[EXERCISE PASSAGE]
Guo says the degree to which a particle can be moved gives an indication of the stiffness of the surrounding cell. The more resistant the particle is to being moved, the stiffer a cell must be. The team’s experimental results indicated that the hundreds of cells within a single benign tumor exhibited a gradient of stiffness as well as size. The cells in the interior of the growing mass were smaller and stiffer, while the further the cells were from the core, the softer and larger they were. These peripheral cells also became more likely to stretch out from the spherical primary tumor and form branches, or invasive tips.
The researchers found that the cells at the tumor’s edges were softer because they contained more water than those in the center. The cells in the center of a tumor are surrounded by other cells that press inward, squeezing water out of the interior cells and into those cells at the periphery, through the nanometer-sized gap junction (GJ) channels between them.
To see whether altering the peripheral cells’ water content would affect their invasive behavior, the investigators added low-molecular-weight polymers to the tumor solution to draw water out from cells. They found that the outer cells then shrank, became more stiff, and were less likely to migrate away from the tumor—a measure that delayed metastasis. When water was added to dilute the tumor solution, the cells at the periphery swelled, became softer, and formed invasive tips more quickly.

[DATA EXTRACT]

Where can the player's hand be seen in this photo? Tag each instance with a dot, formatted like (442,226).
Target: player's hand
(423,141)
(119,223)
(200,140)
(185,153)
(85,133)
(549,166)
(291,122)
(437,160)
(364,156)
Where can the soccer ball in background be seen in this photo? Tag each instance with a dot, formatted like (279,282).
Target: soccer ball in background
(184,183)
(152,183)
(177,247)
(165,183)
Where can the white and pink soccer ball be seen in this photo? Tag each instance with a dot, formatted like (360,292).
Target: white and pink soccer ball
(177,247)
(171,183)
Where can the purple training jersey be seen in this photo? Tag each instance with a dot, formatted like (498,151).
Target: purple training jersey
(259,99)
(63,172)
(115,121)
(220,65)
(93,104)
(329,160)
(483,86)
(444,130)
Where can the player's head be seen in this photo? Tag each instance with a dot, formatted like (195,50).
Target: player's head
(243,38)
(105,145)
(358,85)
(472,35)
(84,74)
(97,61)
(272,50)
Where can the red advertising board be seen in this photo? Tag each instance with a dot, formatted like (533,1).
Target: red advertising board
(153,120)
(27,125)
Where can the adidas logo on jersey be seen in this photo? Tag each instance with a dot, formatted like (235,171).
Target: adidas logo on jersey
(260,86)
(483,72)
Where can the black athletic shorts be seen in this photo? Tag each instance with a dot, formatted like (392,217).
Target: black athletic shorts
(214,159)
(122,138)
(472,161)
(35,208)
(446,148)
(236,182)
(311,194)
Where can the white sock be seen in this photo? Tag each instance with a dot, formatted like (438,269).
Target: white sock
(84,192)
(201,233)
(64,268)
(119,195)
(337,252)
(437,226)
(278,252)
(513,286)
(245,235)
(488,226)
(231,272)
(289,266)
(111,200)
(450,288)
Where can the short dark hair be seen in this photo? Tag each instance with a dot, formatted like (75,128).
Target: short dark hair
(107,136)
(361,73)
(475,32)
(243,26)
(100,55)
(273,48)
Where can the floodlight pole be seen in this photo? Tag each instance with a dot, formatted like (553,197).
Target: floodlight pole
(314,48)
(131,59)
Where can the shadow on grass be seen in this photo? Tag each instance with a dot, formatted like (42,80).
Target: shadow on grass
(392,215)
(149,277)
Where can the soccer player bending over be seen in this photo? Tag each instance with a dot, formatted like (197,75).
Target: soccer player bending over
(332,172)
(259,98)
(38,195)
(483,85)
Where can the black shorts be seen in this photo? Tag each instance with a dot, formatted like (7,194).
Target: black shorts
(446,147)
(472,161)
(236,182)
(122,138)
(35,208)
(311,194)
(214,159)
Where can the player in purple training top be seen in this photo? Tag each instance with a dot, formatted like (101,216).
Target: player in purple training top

[TASK ITEM]
Carry on the passage about tumor cell stiffness and water content from where it stops.

[ANSWER BOX]
The investigators then obtained a sample of a patient’s breast cancer tumor and measured the size of every cell within the tumor sample. They observed a gradient of size that was similar to that observed in the lab-derived tumor. Cells in the tumor’s core were smaller than those closer to the periphery. “Within the tumor mass, spheroidal, acinar clusters of cells surrounded by basement membrane were evident, which share similar characteristics with our 3D cancer model,” the scientists noted. “In such spheroidal acinar clusters, we found that the nuclear volume increased as the distance from the center increased, consistent with our model system. Cells in the core had smaller volumes, while invasive cells that appeared to have escaped from the main cluster had larger volumes.”
“We found this doesn’t just happen in a model system—it’s real,” Guo said. “This means we may be able to develop some treatment based on the physical picture, to target cell stiffness or size to see if that helps. If you make the cells stiffer, they are less likely to migrate, and that could potentially delay invasion.”
The role of gap junctions in cancer progression is a matter for debate, the authors pointed out, “with both promotion and suppression of invasiveness having been observed across various types of cancer and GJ.” They suggested that their results hint at a purely physical mechanism by which GJs can impact on cancer progression. “A change in the water content of cells and hence the degree of molecular crowding, will affect a wide range of downstream cell functions and properties … These mechanical changes are shown to arise from supracellular fluid flow through gap junctions, the suppression of which delays the transition to an invasive phenotype … As such, our emerging physical picture of tumor progression now includes 3D spatiotemporal evolution of cellular physical properties.”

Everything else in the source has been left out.